■ Exercise aim ■
Give back the part that opens with the line containing "locate the house" and closes with the line containing "xmin=64 ymin=129 xmax=102 ymax=142", swapping "house roof" for "rooftop" and leaving everything else as it is.

■ The data ■
>>>>

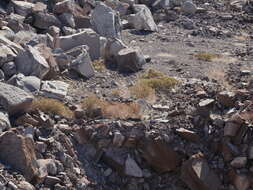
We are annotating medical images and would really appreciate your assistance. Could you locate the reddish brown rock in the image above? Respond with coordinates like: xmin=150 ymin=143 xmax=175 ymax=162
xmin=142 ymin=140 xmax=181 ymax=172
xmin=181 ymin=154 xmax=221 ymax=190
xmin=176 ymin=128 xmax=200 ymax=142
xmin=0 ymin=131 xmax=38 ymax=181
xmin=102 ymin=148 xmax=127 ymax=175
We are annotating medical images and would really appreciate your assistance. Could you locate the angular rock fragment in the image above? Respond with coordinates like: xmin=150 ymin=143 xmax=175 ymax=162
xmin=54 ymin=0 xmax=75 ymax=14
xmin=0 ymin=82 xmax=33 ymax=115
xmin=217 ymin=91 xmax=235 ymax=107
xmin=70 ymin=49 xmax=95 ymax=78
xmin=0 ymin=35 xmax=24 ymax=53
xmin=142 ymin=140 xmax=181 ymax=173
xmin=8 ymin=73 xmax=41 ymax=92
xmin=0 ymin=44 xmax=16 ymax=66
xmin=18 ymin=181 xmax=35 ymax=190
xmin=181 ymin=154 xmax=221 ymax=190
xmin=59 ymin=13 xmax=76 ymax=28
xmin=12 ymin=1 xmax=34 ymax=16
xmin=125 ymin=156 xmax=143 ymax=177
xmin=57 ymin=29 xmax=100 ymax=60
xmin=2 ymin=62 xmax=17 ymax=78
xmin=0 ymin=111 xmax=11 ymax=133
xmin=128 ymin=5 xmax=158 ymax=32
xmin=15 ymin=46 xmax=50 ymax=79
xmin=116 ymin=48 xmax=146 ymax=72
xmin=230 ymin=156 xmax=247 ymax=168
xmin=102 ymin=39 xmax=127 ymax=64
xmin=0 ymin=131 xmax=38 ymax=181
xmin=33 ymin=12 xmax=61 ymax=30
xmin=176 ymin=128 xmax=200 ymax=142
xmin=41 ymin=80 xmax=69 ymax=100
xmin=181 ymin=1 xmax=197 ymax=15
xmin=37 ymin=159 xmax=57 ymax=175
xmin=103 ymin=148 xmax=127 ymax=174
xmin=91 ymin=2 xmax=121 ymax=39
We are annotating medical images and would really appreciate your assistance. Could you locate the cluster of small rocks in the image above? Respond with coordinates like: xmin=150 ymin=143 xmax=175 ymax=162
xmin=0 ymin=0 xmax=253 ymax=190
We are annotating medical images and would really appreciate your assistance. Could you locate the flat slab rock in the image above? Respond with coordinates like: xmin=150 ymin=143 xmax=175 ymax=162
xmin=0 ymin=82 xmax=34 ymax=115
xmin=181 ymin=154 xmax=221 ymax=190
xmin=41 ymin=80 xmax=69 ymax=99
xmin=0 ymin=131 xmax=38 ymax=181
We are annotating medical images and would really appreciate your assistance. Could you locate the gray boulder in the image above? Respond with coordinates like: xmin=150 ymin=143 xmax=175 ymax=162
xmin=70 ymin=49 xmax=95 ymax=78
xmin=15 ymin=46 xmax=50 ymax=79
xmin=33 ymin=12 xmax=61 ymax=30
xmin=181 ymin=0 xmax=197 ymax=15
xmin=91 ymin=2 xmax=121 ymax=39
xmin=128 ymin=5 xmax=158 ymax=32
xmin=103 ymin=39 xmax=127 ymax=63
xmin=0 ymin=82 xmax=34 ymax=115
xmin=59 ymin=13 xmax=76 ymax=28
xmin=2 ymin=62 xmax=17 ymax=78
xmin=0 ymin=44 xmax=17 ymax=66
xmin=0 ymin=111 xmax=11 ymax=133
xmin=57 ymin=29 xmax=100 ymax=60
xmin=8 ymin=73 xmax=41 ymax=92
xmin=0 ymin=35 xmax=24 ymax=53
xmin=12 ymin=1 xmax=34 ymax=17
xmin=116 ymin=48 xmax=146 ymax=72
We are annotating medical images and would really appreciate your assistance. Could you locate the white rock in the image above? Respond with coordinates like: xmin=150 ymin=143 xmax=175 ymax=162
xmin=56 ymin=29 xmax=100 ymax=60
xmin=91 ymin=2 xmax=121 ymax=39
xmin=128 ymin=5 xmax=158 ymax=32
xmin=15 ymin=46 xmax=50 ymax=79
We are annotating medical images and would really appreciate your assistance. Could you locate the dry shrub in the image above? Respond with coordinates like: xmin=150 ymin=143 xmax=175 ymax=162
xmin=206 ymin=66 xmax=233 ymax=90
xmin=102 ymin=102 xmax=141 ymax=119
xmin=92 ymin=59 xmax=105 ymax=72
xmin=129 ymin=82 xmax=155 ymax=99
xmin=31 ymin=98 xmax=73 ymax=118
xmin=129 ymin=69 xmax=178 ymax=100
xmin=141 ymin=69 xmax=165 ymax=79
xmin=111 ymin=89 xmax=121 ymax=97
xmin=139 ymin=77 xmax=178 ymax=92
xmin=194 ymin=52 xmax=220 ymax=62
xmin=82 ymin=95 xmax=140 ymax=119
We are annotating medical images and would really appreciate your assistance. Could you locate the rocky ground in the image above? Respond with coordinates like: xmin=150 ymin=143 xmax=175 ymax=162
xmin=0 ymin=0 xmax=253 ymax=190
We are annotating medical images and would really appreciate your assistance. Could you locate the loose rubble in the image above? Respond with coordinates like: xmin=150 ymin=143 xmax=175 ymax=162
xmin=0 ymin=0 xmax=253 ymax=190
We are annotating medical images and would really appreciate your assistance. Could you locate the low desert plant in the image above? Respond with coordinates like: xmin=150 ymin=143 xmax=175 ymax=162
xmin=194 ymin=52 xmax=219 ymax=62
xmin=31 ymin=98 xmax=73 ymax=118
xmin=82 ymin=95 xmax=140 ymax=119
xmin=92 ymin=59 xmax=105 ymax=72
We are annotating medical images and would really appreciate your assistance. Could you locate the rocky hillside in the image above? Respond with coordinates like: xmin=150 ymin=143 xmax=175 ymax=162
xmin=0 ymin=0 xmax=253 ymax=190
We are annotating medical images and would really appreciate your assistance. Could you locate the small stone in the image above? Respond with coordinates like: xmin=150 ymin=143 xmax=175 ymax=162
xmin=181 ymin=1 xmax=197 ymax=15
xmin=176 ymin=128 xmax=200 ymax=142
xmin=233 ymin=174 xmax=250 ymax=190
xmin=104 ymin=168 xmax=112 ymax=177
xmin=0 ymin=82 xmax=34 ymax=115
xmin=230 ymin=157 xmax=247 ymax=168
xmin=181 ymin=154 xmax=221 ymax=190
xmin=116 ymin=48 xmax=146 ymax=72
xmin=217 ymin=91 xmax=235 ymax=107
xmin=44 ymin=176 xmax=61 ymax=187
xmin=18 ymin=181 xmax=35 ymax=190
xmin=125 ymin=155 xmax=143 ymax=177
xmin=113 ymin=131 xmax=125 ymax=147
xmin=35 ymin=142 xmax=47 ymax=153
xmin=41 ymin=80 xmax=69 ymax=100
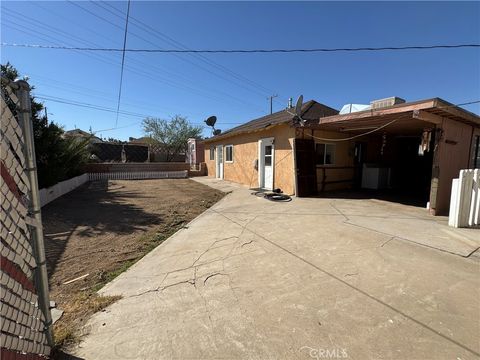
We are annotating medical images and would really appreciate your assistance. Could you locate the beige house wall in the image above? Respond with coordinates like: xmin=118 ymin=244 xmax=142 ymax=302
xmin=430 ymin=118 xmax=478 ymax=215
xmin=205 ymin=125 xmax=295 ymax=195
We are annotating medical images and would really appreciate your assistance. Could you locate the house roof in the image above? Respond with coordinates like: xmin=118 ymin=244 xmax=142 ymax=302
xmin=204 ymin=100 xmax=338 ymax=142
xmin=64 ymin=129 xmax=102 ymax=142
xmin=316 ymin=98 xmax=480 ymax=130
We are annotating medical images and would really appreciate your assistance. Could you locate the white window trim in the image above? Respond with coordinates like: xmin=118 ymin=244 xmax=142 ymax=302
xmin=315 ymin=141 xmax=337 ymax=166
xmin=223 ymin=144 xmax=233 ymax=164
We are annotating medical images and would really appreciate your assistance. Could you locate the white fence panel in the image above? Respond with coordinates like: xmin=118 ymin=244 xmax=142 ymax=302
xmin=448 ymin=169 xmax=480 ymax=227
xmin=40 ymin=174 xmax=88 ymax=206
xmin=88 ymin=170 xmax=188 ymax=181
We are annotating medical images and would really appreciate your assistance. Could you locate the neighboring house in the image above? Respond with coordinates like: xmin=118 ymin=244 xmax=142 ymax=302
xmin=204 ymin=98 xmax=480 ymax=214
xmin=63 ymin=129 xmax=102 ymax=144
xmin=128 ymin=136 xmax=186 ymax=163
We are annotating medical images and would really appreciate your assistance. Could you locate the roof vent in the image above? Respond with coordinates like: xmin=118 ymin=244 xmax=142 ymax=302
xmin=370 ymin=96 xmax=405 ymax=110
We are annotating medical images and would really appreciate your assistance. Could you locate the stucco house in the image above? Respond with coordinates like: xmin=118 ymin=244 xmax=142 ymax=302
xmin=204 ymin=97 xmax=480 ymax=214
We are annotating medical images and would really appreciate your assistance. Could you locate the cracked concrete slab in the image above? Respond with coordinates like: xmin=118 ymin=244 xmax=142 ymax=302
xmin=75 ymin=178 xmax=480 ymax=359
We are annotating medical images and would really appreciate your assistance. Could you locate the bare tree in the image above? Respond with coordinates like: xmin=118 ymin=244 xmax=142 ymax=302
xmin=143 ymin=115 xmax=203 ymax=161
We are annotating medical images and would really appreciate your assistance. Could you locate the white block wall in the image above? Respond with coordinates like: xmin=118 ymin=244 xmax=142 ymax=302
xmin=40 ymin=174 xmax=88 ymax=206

<<<<
>>>>

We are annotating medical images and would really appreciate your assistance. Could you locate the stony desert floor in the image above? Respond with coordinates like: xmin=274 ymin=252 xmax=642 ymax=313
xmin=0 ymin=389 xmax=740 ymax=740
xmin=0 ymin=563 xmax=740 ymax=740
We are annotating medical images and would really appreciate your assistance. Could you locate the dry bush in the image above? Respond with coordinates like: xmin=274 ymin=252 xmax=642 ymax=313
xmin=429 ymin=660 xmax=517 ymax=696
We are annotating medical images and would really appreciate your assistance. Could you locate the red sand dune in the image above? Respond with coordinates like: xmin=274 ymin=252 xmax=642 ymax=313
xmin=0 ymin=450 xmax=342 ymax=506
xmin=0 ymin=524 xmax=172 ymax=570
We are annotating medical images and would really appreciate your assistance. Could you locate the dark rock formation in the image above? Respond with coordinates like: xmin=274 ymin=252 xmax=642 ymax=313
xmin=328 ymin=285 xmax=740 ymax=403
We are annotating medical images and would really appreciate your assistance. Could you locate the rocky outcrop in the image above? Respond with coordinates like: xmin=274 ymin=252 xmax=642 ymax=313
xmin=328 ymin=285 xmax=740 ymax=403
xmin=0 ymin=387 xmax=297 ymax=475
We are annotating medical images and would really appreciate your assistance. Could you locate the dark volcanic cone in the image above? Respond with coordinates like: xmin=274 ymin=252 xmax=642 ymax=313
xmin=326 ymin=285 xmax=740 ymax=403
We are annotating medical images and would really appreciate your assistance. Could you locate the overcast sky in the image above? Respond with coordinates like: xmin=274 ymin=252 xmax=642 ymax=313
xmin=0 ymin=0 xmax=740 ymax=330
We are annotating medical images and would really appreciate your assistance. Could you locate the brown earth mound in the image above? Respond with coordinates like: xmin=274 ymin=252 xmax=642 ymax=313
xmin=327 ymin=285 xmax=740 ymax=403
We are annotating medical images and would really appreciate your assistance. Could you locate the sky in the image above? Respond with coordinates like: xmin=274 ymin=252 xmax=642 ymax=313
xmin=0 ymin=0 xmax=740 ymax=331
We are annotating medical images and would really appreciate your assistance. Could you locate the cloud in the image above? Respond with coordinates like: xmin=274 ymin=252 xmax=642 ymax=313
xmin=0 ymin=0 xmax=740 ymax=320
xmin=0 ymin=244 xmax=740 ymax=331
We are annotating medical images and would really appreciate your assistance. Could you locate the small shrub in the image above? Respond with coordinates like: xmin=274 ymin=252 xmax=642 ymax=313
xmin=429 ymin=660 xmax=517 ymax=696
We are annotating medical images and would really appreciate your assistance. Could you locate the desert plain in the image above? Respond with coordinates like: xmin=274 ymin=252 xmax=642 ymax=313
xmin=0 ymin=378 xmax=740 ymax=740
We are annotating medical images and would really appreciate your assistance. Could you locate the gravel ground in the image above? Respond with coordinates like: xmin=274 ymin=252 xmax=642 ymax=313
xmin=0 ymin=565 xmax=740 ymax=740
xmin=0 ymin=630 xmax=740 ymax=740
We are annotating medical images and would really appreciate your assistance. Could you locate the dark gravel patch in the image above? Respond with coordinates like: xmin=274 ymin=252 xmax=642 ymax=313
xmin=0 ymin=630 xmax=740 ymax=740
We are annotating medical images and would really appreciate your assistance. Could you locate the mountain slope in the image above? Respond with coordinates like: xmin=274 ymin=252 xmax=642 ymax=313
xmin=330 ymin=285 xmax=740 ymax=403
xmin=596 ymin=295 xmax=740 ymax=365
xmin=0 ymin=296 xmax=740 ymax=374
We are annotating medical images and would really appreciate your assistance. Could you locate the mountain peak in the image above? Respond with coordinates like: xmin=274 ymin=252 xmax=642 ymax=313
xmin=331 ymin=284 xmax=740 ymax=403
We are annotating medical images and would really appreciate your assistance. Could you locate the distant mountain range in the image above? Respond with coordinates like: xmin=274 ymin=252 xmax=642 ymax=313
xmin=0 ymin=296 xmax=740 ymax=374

<<<<
>>>>

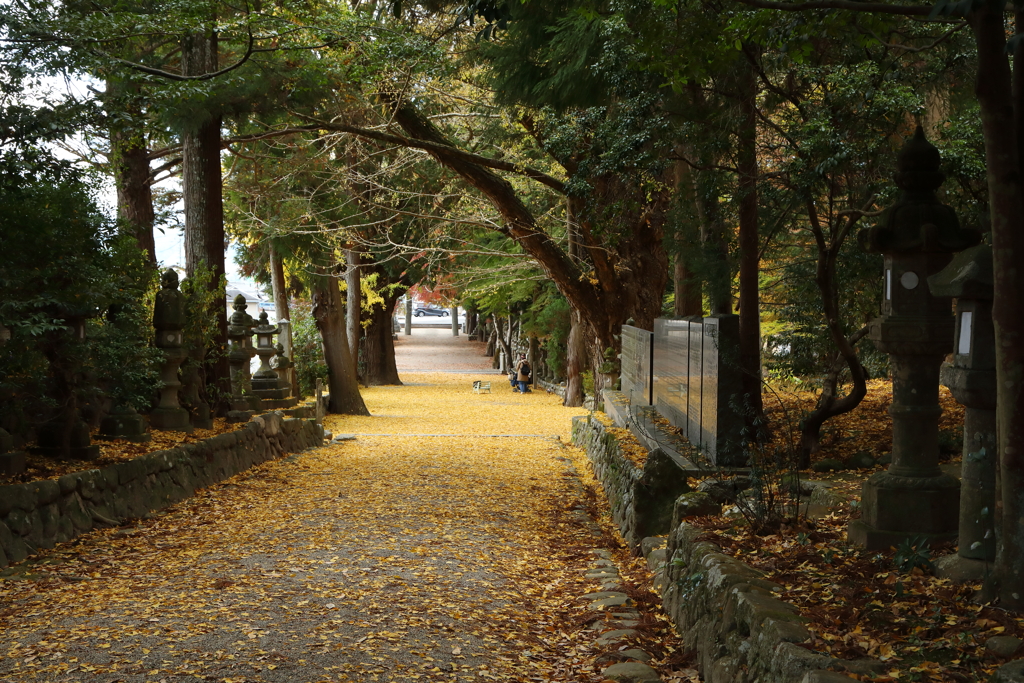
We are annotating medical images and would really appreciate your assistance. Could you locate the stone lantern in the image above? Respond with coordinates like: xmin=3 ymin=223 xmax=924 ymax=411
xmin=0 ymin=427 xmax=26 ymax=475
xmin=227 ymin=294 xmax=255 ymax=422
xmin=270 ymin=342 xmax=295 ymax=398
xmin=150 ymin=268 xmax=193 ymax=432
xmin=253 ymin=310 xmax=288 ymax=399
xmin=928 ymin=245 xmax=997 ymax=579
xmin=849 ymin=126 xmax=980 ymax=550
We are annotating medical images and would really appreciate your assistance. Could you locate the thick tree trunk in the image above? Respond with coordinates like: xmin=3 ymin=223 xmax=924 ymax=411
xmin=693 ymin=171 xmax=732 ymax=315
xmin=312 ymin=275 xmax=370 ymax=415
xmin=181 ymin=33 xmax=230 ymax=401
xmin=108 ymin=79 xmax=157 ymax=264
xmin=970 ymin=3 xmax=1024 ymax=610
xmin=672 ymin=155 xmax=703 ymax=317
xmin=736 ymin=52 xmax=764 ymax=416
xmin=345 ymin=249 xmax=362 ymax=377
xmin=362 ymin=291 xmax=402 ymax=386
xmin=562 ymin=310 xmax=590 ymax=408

<<<<

■ Worked solution ■
We are annotating medical images and would really appreciate your assistance. Could you locate the rooftop in the image above? Respond with coordinates like: xmin=118 ymin=244 xmax=142 ymax=302
xmin=204 ymin=100 xmax=338 ymax=142
xmin=64 ymin=129 xmax=102 ymax=142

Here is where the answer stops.